Direction - Print each line exactly as it is given.

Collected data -
-- Begin --
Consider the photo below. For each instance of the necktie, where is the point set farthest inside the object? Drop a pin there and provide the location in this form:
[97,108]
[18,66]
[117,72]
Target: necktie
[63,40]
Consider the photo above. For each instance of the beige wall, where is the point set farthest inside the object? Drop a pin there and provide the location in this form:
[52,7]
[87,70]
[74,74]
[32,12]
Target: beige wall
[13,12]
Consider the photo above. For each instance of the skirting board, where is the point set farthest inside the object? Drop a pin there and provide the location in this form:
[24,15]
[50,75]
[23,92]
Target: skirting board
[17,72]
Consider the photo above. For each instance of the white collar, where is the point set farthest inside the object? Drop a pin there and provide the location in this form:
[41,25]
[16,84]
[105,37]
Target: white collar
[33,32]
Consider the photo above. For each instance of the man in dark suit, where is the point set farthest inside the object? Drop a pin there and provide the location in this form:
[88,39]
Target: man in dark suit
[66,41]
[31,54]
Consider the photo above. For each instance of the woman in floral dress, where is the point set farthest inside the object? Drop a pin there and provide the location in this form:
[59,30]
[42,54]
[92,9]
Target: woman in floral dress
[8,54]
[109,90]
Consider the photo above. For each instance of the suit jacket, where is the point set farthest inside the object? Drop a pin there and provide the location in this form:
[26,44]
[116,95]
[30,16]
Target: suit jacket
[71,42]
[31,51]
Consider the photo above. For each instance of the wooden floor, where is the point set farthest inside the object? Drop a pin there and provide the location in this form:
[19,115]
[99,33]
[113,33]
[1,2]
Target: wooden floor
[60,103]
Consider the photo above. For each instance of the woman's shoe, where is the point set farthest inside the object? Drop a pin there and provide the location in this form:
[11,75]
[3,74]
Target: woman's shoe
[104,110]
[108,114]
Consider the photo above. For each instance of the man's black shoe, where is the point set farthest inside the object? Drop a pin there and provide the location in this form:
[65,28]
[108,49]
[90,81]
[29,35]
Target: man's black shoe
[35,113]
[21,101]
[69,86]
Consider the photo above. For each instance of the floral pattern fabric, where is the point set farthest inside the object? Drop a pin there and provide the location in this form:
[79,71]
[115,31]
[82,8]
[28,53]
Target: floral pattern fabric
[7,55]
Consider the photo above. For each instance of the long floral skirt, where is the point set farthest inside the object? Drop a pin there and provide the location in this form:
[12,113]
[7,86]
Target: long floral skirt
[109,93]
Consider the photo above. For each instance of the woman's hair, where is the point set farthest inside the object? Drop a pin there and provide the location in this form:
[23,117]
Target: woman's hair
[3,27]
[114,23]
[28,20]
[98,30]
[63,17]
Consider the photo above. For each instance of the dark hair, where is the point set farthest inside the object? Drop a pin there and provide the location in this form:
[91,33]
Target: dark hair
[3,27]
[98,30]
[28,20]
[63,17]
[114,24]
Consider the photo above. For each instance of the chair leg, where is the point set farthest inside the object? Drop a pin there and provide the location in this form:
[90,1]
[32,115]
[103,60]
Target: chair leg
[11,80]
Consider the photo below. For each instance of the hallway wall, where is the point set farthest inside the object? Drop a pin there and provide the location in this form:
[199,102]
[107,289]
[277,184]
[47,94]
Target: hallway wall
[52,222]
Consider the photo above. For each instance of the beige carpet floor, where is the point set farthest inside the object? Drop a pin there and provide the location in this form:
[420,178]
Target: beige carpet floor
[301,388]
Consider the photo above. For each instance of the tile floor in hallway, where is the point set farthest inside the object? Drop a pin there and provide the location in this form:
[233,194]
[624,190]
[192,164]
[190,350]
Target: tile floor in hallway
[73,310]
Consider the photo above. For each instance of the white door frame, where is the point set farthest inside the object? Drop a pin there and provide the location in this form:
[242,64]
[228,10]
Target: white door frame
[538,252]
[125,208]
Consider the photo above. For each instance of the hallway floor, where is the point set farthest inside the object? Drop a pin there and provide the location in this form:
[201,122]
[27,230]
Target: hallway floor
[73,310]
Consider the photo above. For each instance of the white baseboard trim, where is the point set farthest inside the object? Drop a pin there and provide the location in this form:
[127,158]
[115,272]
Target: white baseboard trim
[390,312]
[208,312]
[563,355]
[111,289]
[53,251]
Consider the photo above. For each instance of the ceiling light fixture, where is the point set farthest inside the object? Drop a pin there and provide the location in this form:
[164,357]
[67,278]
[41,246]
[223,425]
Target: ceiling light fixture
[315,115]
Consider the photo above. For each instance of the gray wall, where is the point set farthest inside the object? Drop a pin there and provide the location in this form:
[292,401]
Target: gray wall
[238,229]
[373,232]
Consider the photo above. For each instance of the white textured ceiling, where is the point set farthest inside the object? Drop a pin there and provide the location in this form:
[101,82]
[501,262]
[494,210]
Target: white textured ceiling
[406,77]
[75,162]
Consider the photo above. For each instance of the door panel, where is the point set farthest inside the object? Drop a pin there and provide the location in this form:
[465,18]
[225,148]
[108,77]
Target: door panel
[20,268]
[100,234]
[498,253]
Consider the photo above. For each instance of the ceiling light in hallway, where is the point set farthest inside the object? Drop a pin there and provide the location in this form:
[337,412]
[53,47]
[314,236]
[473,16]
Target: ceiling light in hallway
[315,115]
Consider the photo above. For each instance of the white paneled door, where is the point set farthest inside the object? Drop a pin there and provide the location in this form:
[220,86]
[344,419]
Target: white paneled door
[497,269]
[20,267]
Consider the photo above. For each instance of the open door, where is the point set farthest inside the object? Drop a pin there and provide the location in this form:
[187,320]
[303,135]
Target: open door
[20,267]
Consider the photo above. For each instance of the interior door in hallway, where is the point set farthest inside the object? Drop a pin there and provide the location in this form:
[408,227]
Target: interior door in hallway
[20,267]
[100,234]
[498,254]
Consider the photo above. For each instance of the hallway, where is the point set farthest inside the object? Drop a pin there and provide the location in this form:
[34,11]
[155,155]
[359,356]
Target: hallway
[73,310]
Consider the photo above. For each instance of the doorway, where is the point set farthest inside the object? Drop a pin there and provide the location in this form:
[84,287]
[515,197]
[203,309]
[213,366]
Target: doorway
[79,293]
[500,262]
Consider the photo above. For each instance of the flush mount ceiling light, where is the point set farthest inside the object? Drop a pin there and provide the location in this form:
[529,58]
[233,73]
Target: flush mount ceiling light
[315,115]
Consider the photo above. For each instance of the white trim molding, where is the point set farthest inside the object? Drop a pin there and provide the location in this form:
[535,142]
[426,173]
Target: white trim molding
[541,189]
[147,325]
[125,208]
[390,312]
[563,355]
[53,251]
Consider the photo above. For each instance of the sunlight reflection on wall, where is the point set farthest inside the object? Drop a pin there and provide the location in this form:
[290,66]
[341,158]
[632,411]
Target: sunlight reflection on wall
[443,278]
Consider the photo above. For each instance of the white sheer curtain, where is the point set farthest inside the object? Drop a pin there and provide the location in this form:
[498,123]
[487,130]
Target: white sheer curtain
-- End --
Result for this task -
Consider the photo below. For each instance of the necktie, where is the point set farthest inside the object? Drop a pin there and provide the location in this form:
[97,108]
[18,66]
[117,72]
Target: necktie
[63,40]
Consider the photo above. For each instance of the beige wall, where is the point set farthest inside the object? Drop a pin there and provide the location in this form:
[52,7]
[87,70]
[74,74]
[32,12]
Target: beige wall
[13,12]
Consider the photo above. For each instance of the skirting board, where is the point set farthest inside the object? Drop a pin there and provide the location in this form:
[24,15]
[50,75]
[23,92]
Target: skirting board
[17,72]
Consider the photo above. For each instance of the white collar, where is the point set farthest inside the object? Drop a pin there and provide the location in this form:
[41,25]
[16,84]
[105,37]
Target: white collar
[33,32]
Consider the photo above. For each instance of the man in dark suit, where is the point set farthest inside the object? Drop a pin there and provide the location in this form:
[88,39]
Target: man in dark suit
[66,41]
[31,54]
Consider the photo above. For each instance of the woman in floral dress, where is the point set farthest inside the object? Drop a pin there and provide the location in this form:
[59,30]
[42,54]
[92,9]
Target: woman in floral dress
[8,54]
[109,90]
Consider the photo above. For each instance of the suit jacket, where is the point set farthest inside the object? Drop a pin there and provide the location in this form:
[26,44]
[116,95]
[30,16]
Target: suit jacket
[71,42]
[31,51]
Consider the photo above. For each instance of the wooden floor, where is the point set farthest inside the object? Drop a pin there and provide the location in this form:
[19,115]
[99,33]
[113,33]
[1,2]
Target: wooden floor
[60,103]
Consider the photo above. For each instance of the woman's shoe, where is the point set farthest inside the object? Drop a pin there and provide the location in this form:
[11,75]
[3,74]
Target: woman's shoe
[104,110]
[108,114]
Consider the photo above. For each instance of the man's black shoe, where is the point set farthest inside the object? Drop a pin there and provide the location in this form:
[65,28]
[108,49]
[90,81]
[29,35]
Target: man's black shoe
[35,113]
[21,101]
[69,86]
Consider the photo above. For each instance of the floral pattern fabric, where is the point set farthest inside the object? Drop a pin there and provide the location in this form:
[79,71]
[115,31]
[82,8]
[28,53]
Target: floral pattern fabric
[7,55]
Consider the photo above. For each instance of the long floral skirt, where is the point set farthest inside the object? Drop a pin there and provide the location in this form:
[12,113]
[7,86]
Target: long floral skirt
[109,93]
Consider the photo above. For each instance of the woman's hair, where is the point set farthest inside the object? Drop a pin there and provide the location in this form:
[23,117]
Target: woman's hair
[3,27]
[114,23]
[28,20]
[98,30]
[63,17]
Consider the photo above. For each instance of the dark hair, where is the point set farthest inside the object? Drop a pin there and provide the location in this form:
[91,33]
Target: dark hair
[3,27]
[98,30]
[28,20]
[63,17]
[114,24]
Consider the photo above. For each instance of the chair leg, where is the point set farthest inside the object? Drop a pin there and provide the location in this form:
[90,1]
[32,115]
[103,60]
Target: chair leg
[11,80]
Consider the photo below. For each instance of the hallway wall, where is the point set farthest inside the object? Drop a pin there and provide the location in this form:
[199,102]
[107,289]
[277,184]
[47,94]
Target: hallway wall
[52,222]
Consider the photo above. For each instance of the beige carpet floor, where is the point set farthest inside the object? Drop a pin there and provide the location in this form:
[420,178]
Target: beige carpet floor
[301,388]
Consider the photo above. For each instance of the tile floor in hallway, where is the point set farthest inside the object? Drop a pin there and provide the location in this form:
[233,194]
[624,190]
[192,164]
[190,350]
Target: tile floor in hallway
[73,310]
Consider the photo above. For each instance of the white door frame, where is the point set farthest inside the object? Drop a pin there and provide the location in this form:
[242,64]
[228,10]
Target: white door frame
[538,252]
[125,208]
Consider the photo above. For each instance of the hallway floor, where is the point set farthest inside the object? Drop a pin there and provide the location in this form:
[201,122]
[27,230]
Target: hallway floor
[73,310]
Consider the photo above. For each instance of the white baseboard trim, where is the point set farthest inside the object? Drop a pin there and provide the location in this form:
[127,158]
[115,272]
Target: white baseboard trim
[390,312]
[208,312]
[563,355]
[111,289]
[53,251]
Consider the photo above. For each instance of the ceiling light fixture, where is the point set farthest inside the object? Drop a pin there and provide the location in this form:
[164,357]
[67,278]
[41,246]
[223,425]
Target: ceiling light fixture
[315,115]
Consider the photo above. For each instance of the gray wall, where is the point set farthest inside the object? Drop a pin there and provide the location in this form:
[292,401]
Target: gray wall
[238,229]
[373,232]
Consider the photo above. For each instance of the white textured ceiling, where is the point set farthest inside the object? Drop a pin there and provide the location in this form:
[101,82]
[501,262]
[494,210]
Target: white textured ceiling
[406,77]
[75,162]
Consider the photo above. For each instance of the door panel, where is the point set farthest inside the object? Drop a pin there and provide the location in this form:
[465,18]
[225,148]
[108,77]
Target: door panel
[20,268]
[100,234]
[498,253]
Consider the photo above. For each instance of the ceiling light in hallway, where is the point set farthest inside the object? Drop a pin there and provide the location in this form:
[337,412]
[53,47]
[314,236]
[473,16]
Target: ceiling light in hallway
[315,115]
Consider the photo above. For each instance of the white paneled door, where is the point set farthest inside the object? Drop a pin there and provide the location in this form:
[220,86]
[344,419]
Target: white paneled door
[497,269]
[20,267]
Consider the photo above. For each instance of the open door, where is the point set farthest inside the object? Drop a pin there and provide the location in this form:
[187,320]
[303,135]
Target: open door
[20,267]
Consider the photo above. For each instance of the interior door in hallway, where is the point set farthest inside the object? Drop a pin there and provide the location in this form:
[408,227]
Target: interior door in hallway
[20,267]
[100,234]
[498,254]
Consider the photo above. For each instance of the hallway, where is the point set farthest inside the object? Drop a pin there and provide the location in this form:
[34,11]
[155,155]
[359,356]
Target: hallway
[73,310]
Consider the photo above. For each instance of the doorway, where is the point set farthest inside the object? Drop a pin there and provide the location in this form:
[84,287]
[515,197]
[203,309]
[213,366]
Target: doorway
[79,293]
[500,262]
Consider the photo above. For each instance of the flush mount ceiling light, where is the point set farthest inside the object? Drop a pin there and provide the location in this form:
[529,58]
[233,73]
Target: flush mount ceiling light
[315,115]
Consider the photo above. For each instance of the white trim molding, where is the point set farthest inside the object? Drop a pin there and provide the location in this form:
[535,142]
[426,173]
Target: white trim molding
[541,189]
[147,325]
[125,208]
[390,312]
[563,355]
[53,251]
Consider the photo above. For each instance of the sunlight reflection on wall, where is the point set farthest inside the object? Drop a pin there and provide the location in this form:
[290,66]
[341,158]
[632,411]
Target: sunlight reflection on wall
[443,278]
Consider the photo above. For each instance of the white sheer curtain, where is the point set farthest inside the object? Drop a pin there and provide the location in this form:
[498,123]
[487,130]
Target: white sheer curtain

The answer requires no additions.